PROMPT A: Could you pull out the part of the reflection on Meetingbrook that opens with the words containing "To do that, we’d" and closes with "comes over everyone.", copying it word for word?
PROMPT B: Can you continue the reflection on Meetingbrook and gift, picking up after its last sentence?

QUOTED PASSAGE:
-*-

Still, the counter-intuitive nature of Meetingbrook’s continuance relies solely on the “unending-between” of God’s passing radiance. This passing-through of God is the passing-through of each and every person (and various other forms of sentient beings) passing-through the doors of Meetingbrook, its conversations, its communal practice of listening, attending, and the invitation to dwell in the unrecognizable openness of the passing-through presence of God.

Beyond us is the reality of Meetingbrook. Beyond us is any rationale why our doors remain open at the harbor, or why we have not fled to Cape Breton Island in Nova Scotia – where persistent flights of imagination beckon us and fatigue with boredom and exasperation those in whose presence we perseverate.

Can we become what and where we are?

To do that, we’d have to relinquish any semblance of reliance on our fears and pretenses of being in charge of the reality wherein we dwell. In short, we’d have to surrender into what God is – mere gift.

Simply give away your beauty
without talk and reckoning.
You are still. She says for you: I am.
And comes in meaning thousandfold,
at last comes over everyone.
                                       

                                -- Rainer Maria Rilke

Genuine gift, given or received, is done without talk and reckoning.  If there, it is given. If attending, it is received. No scale to weigh worthiness.  No debate to argue deserving.

-*-

INFORMATION SUPPLIED:

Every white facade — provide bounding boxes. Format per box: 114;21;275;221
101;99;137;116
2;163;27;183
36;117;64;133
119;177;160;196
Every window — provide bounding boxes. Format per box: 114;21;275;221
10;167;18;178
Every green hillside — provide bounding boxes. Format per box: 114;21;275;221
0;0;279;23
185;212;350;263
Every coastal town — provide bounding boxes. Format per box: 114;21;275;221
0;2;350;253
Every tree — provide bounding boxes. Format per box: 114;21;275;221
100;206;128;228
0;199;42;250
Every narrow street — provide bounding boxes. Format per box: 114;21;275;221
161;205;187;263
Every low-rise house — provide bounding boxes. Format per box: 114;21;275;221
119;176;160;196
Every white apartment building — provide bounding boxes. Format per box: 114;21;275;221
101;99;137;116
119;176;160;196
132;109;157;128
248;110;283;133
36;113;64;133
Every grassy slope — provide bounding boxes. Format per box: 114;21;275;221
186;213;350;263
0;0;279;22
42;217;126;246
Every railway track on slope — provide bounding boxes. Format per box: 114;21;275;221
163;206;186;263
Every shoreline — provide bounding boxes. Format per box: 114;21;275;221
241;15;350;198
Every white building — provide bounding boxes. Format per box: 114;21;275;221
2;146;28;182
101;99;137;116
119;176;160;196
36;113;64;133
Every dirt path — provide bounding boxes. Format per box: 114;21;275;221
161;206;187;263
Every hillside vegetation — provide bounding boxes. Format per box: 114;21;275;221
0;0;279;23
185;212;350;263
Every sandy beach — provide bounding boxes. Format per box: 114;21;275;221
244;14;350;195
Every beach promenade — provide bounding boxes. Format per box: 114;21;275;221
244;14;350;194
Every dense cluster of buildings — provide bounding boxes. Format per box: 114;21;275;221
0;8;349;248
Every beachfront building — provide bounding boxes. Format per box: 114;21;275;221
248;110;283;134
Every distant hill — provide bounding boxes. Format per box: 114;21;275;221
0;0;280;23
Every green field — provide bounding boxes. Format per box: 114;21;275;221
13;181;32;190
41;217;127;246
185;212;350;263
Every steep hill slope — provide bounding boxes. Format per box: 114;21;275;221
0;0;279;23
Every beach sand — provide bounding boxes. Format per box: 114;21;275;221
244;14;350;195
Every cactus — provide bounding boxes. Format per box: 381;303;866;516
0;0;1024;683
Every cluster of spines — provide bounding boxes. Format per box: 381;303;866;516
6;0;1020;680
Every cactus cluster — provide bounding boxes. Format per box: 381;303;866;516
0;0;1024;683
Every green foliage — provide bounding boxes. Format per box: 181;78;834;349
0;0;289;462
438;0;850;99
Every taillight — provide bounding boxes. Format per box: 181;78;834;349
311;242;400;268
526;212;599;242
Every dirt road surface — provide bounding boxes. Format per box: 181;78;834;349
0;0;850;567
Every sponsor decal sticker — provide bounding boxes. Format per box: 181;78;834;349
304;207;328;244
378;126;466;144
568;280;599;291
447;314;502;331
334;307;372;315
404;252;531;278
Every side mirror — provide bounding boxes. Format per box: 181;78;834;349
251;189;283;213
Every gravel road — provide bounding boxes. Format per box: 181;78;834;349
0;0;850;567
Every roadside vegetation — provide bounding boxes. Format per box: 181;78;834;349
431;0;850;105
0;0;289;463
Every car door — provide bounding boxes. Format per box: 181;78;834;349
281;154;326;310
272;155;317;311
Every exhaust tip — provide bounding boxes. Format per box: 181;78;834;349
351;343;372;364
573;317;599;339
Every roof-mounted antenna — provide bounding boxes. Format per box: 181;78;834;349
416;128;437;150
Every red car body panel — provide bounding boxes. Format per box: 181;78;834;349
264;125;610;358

-*-

TASK OUTPUT A:
To do that, we’d have to relinquish any semblance of reliance on our fears and pretenses of being in charge of the reality wherein we dwell. In short, we’d have to surrender into what God is – mere gift.

Simply give away your beauty
without talk and reckoning.
You are still. She says for you: I am.
And comes in meaning thousandfold,
at last comes over everyone.

TASK OUTPUT B:
A more radical economy of being-in-the–world is needed.  Perhaps the reason God is used in our world as a pawn of rhetoric, late-payment fee, and paddle of torture is our lack of openness and readiness to embrace grace and gift.

The meditative practice of seeing things-as-they-are is a practice embracing being-what-we-are and becoming-what-is-passing-through.

Meetingbrook this June practices seeing God-gift face to face. If we die doing so, confusion will end. If we continue on through June alert and attentive to each face we see passing through our midst, we will learn  what is beyond us.

What is beyond us is what is before us right now.

Receive and give – find the middle way.

In between, in the middle of life at Meetingbrook,  there is unending gift.

In and through, out and beyond, back and encircling – the gift we fall into, let go, and pass on is a trinitarian unending between.  

Saturday, June 05, 2004

What is passing?

Sando has taken to throwing-up. There's a sense of "uh-oh." There are tears on Saskia's face. Everywhere, what is passing is life from form to form, emptiness to emptiness.

It is our lot in life to pass through life's forms and emptiness.

Truth’s naked radiance,
Cut off from the sense and the world,
Shines by itself.
No words for it.

- Pai-chang (720-814)

In trees this cool morning -- birdsong. Blue jay lights on branch. Chickadee and finch at feeder. Chatter of squirrel complaining of something in its way this morning.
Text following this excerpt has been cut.